EXERCISE GOAL - Recast every line below as a Markdown table with the columns "Row" and "Line," numbering the rows in order and omitting blank lines. Leave the pictures out of the table.

━━━ EXERCISE MATERIALS

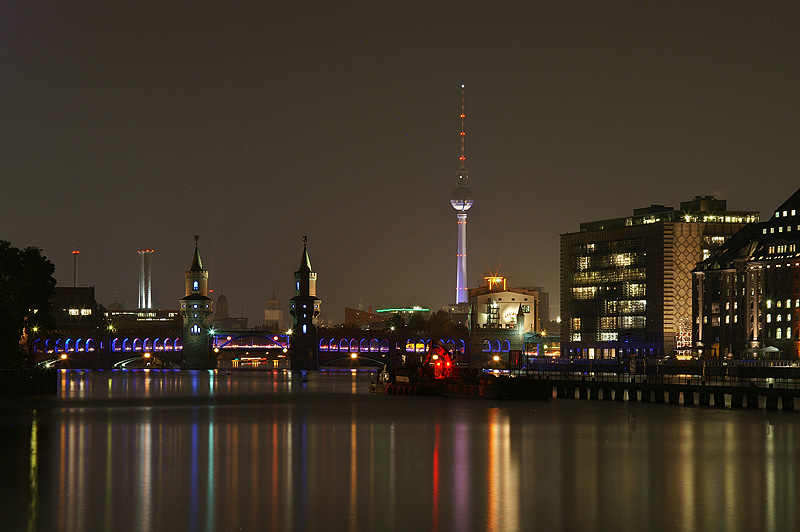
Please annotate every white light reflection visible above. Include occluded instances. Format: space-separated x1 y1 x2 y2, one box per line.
28 409 39 532
206 412 215 532
134 414 153 532
486 408 519 532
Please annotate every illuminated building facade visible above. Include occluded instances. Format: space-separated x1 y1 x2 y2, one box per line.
139 249 155 309
450 85 475 305
264 292 284 332
289 236 322 369
469 276 541 368
344 307 389 329
561 196 758 358
469 277 541 332
693 186 800 359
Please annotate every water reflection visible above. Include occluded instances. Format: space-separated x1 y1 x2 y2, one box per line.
0 371 800 532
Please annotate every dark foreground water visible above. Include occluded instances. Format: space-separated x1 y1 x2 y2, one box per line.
0 371 800 532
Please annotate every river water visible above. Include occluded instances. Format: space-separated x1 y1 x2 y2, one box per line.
0 371 800 532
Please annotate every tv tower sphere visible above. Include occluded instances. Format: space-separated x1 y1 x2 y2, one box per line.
450 185 475 212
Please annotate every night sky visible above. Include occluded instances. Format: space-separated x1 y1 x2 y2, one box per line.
0 0 800 325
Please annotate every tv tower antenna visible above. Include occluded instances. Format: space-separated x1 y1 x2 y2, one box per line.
458 84 469 187
450 84 475 305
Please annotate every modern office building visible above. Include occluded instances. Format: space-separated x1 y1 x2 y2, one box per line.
561 196 758 358
693 186 800 359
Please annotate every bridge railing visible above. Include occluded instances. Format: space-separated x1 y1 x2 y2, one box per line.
513 359 800 389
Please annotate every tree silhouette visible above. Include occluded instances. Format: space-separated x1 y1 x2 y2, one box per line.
0 240 56 368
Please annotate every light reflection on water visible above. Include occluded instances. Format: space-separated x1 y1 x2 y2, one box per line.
0 371 800 532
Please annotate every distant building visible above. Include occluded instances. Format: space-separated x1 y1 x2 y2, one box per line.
561 196 758 358
51 286 102 329
469 276 540 332
375 305 431 323
462 276 539 368
264 292 286 331
692 186 800 359
213 294 247 331
344 307 390 329
139 249 155 309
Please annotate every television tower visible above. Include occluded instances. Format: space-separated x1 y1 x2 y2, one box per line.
139 249 155 310
450 85 475 305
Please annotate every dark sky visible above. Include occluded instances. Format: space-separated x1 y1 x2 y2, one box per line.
0 0 800 325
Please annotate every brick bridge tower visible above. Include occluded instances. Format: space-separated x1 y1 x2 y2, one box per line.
180 235 216 369
289 236 322 369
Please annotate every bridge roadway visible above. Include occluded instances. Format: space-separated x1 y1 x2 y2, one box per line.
520 359 800 411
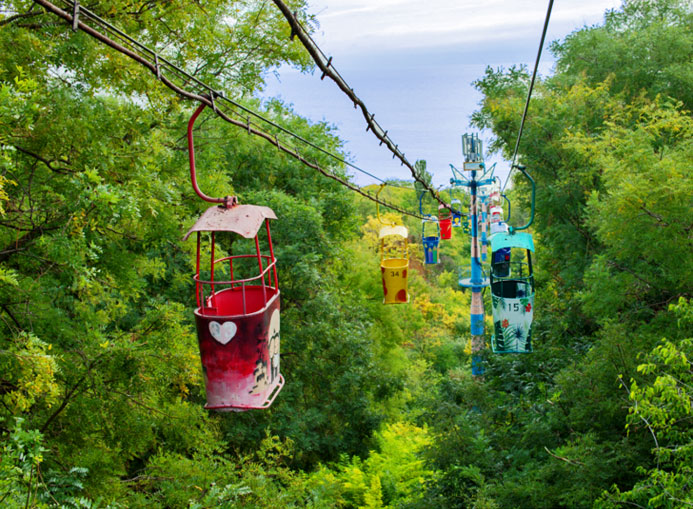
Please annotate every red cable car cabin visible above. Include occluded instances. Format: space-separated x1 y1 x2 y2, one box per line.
184 202 284 411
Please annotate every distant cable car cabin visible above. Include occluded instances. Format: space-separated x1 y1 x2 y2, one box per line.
419 191 440 265
490 166 536 353
438 203 452 240
184 104 284 411
379 225 409 304
375 184 409 304
490 233 534 353
450 198 462 228
421 216 440 265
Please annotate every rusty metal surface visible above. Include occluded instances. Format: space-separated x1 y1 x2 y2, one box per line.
183 205 277 240
195 292 284 411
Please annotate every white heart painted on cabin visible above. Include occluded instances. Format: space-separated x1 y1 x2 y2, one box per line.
209 322 238 345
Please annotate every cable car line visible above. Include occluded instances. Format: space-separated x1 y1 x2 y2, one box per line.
273 0 450 208
501 0 553 192
34 0 422 219
55 0 404 188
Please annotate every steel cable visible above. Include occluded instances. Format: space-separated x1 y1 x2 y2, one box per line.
501 0 553 193
34 0 423 219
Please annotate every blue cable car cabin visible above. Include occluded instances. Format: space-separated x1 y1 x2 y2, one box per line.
450 198 462 228
490 232 534 353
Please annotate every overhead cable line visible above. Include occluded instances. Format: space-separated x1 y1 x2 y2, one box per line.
501 0 553 192
34 0 421 219
273 0 450 208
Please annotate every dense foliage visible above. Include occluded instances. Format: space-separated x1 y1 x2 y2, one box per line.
0 0 693 508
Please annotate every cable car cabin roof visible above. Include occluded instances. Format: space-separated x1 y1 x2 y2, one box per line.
378 226 409 239
491 232 534 251
183 205 277 240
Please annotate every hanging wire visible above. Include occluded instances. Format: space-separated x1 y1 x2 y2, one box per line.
58 0 410 189
34 0 423 219
273 0 450 209
501 0 553 192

━━━━━━

FINISHED ANSWER -
| Row | Line |
|---|---|
| 1 | Please annotate every white light reflection visible above. Include occluded instances. Format: space-separated x1 y1 x2 y2, one box per line. |
| 2 | 28 409 39 532 |
| 3 | 206 412 215 532 |
| 4 | 134 414 153 532 |
| 5 | 486 408 519 532 |
| 6 | Please annotate every illuminated building facade visible above. Include occluded instances. Format: space-separated x1 y1 x2 y2, one box per line. |
| 7 | 139 249 155 309 |
| 8 | 450 85 475 305 |
| 9 | 264 292 284 332 |
| 10 | 289 236 322 369 |
| 11 | 469 276 541 368 |
| 12 | 344 307 389 329 |
| 13 | 561 196 758 358 |
| 14 | 469 277 541 332 |
| 15 | 693 186 800 359 |
| 16 | Please annotate every water reflection visible above. Include occluded instances. Format: space-separated x1 y1 x2 y2, one box per line. |
| 17 | 0 371 800 532 |
| 18 | Please annotate every dark foreground water visible above. Include occluded instances. Format: space-separated x1 y1 x2 y2, one box per line. |
| 19 | 0 371 800 532 |
| 20 | Please annotate every river water visible above. Include occluded instances. Format: space-separated x1 y1 x2 y2, one box per line. |
| 21 | 0 371 800 532 |
| 22 | Please annotate every tv tower sphere visible above. Include occluded instances. Format: space-separated x1 y1 x2 y2, one box per line. |
| 23 | 450 185 475 212 |
| 24 | Please annotate every night sky visible above. Include occluded instances. Format: space-separated x1 y1 x2 y2, one box per line. |
| 25 | 0 0 800 325 |
| 26 | Please annotate every tv tower antenna visible above. Include occluded instances. Format: space-separated x1 y1 x2 y2, one box per line. |
| 27 | 458 84 469 187 |
| 28 | 450 84 475 305 |
| 29 | Please annotate every modern office building visible above. Include occluded instances. Format: space-separated x1 y1 x2 y2, one box per line. |
| 30 | 561 196 758 358 |
| 31 | 693 186 800 359 |
| 32 | Please annotate every bridge railing visible above. Include occluded instances. Format: space-separated x1 y1 x2 y2, one box per line. |
| 33 | 513 359 800 389 |
| 34 | Please annotate every tree silhouette visible above. Include occluded instances. Format: space-separated x1 y1 x2 y2, one box per line. |
| 35 | 0 240 56 368 |
| 36 | Please annotate every light reflection on water visible above. Include occluded instances. Format: space-separated x1 y1 x2 y2, one box per line. |
| 37 | 0 371 800 532 |
| 38 | Please annotate every distant building visible above. Include occluded instances. Format: space-separated x1 y1 x2 y2, one box per line. |
| 39 | 561 196 758 358 |
| 40 | 51 286 102 329 |
| 41 | 469 276 540 332 |
| 42 | 375 305 431 323 |
| 43 | 462 276 539 368 |
| 44 | 264 292 286 331 |
| 45 | 692 186 800 359 |
| 46 | 213 294 247 331 |
| 47 | 344 307 390 329 |
| 48 | 139 249 155 309 |
| 49 | Please annotate every television tower visible above. Include occluded instances. Format: space-separated x1 y1 x2 y2, one box per line. |
| 50 | 139 249 155 310 |
| 51 | 450 85 475 305 |
| 52 | Please annotate every dark sky visible above. Include occluded instances. Format: space-separated x1 y1 x2 y2, one box per line. |
| 53 | 0 0 800 325 |
| 54 | Please annotate every brick bridge tower visible above. Include occluded instances. Format: space-separated x1 y1 x2 y2, one box per line. |
| 55 | 180 235 216 369 |
| 56 | 289 236 322 369 |
| 57 | Please annotate every bridge roadway visible above. Include occluded instances. Format: space-separated x1 y1 x2 y2, one box per line. |
| 58 | 520 359 800 411 |
| 59 | Please annotate every red cable car cabin visible above. Include occluded instances. Format: space-separated x1 y1 x2 y2, one box per line. |
| 60 | 184 202 284 411 |
| 61 | Please annotate every distant cable car cabin visible above. Include occluded instances. Format: space-separated x1 y1 x2 y2, one box per line. |
| 62 | 419 191 440 265 |
| 63 | 490 166 536 353 |
| 64 | 438 203 452 240 |
| 65 | 184 104 284 411 |
| 66 | 379 225 409 304 |
| 67 | 375 184 409 304 |
| 68 | 490 233 534 353 |
| 69 | 450 198 462 228 |
| 70 | 421 216 440 265 |
| 71 | Please annotate every rusty metal surface visible above. Include occluded instances. Format: space-separated x1 y1 x2 y2, one box per line. |
| 72 | 183 205 277 240 |
| 73 | 195 292 284 411 |
| 74 | Please annotate every white heart painted on cabin visible above. Include occluded instances. Format: space-separated x1 y1 x2 y2, one box per line. |
| 75 | 209 322 238 345 |
| 76 | Please annotate every cable car line visible above. Include occluded instances. Format: space-separated x1 y1 x2 y2, one box per line. |
| 77 | 273 0 450 208 |
| 78 | 501 0 553 192 |
| 79 | 34 0 422 219 |
| 80 | 55 0 404 188 |
| 81 | Please annotate every steel cable visible above. Include occluded instances. Format: space-separated x1 y1 x2 y2, one box per line. |
| 82 | 501 0 553 193 |
| 83 | 34 0 423 219 |
| 84 | Please annotate every blue cable car cabin visible above. Include occluded instances. Format: space-separated x1 y1 x2 y2, one box per line. |
| 85 | 450 198 462 228 |
| 86 | 490 232 534 353 |
| 87 | Please annotate every overhead cable line visible above. Include occluded instances. Format: space-separated x1 y1 x2 y2, one box per line. |
| 88 | 501 0 553 192 |
| 89 | 34 0 421 219 |
| 90 | 273 0 450 208 |
| 91 | Please annotate every dense foliage visible above. Include occluded instances. Format: space-separated x1 y1 x2 y2, one box per line. |
| 92 | 0 0 693 508 |
| 93 | Please annotate every cable car cabin roof visible above. Include occluded instances. Format: space-separated x1 y1 x2 y2, one box per line. |
| 94 | 378 226 409 239 |
| 95 | 491 232 534 251 |
| 96 | 183 205 277 240 |
| 97 | Please annotate every hanging wire visible above. Include occluded instances. Format: space-separated x1 y1 x2 y2, one box per line. |
| 98 | 58 0 410 189 |
| 99 | 34 0 423 219 |
| 100 | 273 0 450 209 |
| 101 | 501 0 553 192 |